*Collected data entries*:
▬▬▬▬▬▬
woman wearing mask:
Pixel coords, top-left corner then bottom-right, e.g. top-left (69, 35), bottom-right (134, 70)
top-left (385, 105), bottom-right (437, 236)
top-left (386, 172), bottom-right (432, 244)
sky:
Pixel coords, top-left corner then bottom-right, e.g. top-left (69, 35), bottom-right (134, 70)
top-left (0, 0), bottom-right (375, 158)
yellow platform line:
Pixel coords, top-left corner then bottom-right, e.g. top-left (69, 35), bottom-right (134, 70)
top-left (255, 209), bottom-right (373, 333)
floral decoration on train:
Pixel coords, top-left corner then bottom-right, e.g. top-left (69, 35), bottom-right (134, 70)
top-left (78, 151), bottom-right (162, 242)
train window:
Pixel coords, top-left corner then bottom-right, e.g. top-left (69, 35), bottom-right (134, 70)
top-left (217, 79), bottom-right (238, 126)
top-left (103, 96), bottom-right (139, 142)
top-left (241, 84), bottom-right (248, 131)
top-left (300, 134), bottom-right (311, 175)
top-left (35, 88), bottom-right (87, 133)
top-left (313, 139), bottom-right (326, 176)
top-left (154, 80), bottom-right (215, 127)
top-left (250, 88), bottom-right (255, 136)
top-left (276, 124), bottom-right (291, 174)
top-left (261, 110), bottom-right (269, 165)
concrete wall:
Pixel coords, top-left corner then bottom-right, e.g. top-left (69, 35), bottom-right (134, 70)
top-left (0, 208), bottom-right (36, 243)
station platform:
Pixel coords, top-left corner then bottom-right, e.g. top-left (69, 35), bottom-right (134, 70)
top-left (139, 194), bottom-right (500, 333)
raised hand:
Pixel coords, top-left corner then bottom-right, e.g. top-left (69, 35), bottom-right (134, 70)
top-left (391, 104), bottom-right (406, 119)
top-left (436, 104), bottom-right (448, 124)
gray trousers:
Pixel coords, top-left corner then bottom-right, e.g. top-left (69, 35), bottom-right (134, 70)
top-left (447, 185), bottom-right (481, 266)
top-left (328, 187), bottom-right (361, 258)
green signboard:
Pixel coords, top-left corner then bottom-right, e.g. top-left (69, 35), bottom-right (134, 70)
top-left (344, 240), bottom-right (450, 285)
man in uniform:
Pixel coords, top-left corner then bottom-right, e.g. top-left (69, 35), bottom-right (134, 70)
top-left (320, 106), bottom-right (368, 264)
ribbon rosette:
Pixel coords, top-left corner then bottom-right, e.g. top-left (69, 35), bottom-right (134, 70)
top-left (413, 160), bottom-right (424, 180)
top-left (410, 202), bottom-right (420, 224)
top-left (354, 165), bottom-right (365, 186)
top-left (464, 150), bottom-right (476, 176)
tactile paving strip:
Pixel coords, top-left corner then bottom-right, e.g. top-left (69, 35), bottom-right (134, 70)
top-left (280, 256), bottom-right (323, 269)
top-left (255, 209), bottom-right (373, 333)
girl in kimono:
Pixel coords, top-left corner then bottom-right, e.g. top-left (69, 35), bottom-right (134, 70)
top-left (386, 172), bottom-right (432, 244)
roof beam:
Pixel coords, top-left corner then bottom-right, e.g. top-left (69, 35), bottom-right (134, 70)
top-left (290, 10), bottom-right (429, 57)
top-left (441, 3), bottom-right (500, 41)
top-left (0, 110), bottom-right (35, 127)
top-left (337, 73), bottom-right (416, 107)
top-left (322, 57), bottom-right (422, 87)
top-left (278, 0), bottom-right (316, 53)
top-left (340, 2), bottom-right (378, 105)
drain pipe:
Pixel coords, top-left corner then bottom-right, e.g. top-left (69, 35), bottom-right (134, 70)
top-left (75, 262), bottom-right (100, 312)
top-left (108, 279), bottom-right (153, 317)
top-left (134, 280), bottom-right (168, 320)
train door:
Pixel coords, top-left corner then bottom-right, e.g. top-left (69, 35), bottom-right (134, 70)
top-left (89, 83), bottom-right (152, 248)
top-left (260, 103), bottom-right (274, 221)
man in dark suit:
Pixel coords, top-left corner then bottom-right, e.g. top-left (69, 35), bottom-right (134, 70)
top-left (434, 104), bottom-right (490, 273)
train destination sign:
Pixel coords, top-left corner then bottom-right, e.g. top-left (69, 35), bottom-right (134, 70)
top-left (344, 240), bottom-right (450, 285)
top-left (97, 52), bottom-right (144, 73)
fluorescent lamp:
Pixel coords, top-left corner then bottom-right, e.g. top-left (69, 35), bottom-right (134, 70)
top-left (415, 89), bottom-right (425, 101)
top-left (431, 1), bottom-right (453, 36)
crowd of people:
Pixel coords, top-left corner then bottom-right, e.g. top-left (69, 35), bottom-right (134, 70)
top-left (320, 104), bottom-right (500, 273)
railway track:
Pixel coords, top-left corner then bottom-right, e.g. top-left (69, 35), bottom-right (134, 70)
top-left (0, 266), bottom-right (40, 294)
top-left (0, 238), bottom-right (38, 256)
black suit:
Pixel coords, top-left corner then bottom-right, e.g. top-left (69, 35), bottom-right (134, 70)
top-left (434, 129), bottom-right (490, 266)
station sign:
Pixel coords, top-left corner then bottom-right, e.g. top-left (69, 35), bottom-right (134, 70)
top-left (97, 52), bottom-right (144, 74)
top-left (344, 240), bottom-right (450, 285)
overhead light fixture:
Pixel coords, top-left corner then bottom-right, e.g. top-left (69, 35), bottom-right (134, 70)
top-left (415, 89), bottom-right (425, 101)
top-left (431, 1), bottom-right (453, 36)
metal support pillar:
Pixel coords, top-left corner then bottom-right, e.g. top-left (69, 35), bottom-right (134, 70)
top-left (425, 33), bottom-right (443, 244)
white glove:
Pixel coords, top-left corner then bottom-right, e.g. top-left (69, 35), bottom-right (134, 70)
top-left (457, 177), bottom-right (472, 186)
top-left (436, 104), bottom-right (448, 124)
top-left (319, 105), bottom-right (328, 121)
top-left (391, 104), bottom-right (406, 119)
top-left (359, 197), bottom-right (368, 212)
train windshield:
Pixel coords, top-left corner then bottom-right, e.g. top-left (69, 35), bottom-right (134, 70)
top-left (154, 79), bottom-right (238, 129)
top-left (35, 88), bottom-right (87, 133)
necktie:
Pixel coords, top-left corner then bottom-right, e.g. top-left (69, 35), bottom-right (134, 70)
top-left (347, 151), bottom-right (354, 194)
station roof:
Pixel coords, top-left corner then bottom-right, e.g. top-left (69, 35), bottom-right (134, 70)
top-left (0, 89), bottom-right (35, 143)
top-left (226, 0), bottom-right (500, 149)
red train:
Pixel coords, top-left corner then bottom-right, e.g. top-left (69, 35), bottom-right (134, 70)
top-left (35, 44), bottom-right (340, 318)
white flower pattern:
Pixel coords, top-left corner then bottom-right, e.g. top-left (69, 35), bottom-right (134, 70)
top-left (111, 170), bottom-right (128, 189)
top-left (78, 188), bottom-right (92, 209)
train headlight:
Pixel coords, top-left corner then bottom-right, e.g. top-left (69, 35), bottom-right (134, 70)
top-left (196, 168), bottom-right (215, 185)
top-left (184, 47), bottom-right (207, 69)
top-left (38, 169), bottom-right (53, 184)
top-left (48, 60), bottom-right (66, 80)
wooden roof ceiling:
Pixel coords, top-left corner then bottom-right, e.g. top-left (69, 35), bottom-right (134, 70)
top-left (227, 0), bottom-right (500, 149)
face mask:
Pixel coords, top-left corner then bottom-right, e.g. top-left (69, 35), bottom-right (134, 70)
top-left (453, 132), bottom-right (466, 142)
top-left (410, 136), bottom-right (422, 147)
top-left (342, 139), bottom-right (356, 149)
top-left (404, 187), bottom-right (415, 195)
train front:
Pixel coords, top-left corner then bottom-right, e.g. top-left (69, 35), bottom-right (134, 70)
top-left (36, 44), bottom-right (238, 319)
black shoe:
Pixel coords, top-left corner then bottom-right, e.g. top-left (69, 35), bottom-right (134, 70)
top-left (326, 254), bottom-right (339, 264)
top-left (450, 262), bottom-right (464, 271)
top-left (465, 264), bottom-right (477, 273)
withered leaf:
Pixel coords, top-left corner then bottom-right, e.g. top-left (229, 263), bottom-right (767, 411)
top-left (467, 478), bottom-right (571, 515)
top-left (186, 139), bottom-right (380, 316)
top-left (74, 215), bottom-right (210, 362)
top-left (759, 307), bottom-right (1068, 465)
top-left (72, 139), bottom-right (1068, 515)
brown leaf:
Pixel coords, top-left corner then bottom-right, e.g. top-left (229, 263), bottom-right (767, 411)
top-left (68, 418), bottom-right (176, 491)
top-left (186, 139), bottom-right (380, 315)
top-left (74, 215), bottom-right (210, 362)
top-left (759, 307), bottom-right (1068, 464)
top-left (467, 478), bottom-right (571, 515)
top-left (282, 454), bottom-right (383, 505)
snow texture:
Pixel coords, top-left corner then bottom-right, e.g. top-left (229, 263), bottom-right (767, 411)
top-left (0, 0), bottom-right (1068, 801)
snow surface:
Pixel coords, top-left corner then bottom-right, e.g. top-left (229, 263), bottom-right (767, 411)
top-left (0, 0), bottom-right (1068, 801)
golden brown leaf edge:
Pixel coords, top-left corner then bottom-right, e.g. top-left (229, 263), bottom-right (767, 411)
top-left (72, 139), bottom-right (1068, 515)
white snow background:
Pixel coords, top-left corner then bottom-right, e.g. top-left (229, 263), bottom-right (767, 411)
▬▬▬▬▬▬
Reproduce the records word for word, starting at the very first line and ending at the line that contains "top-left (78, 151), bottom-right (162, 242)", with both of those lines included.

woman wearing mask:
Pixel coords, top-left corner then bottom-right, e.g. top-left (69, 35), bottom-right (134, 70)
top-left (385, 105), bottom-right (437, 236)
top-left (386, 172), bottom-right (432, 244)
sky:
Pixel coords, top-left corner then bottom-right, e.g. top-left (69, 35), bottom-right (134, 70)
top-left (0, 0), bottom-right (375, 158)
yellow platform line:
Pixel coords, top-left corner then bottom-right, e.g. top-left (69, 35), bottom-right (134, 70)
top-left (255, 209), bottom-right (373, 333)
floral decoration on train:
Pixel coords, top-left corner then bottom-right, e.g. top-left (69, 35), bottom-right (134, 70)
top-left (78, 151), bottom-right (162, 242)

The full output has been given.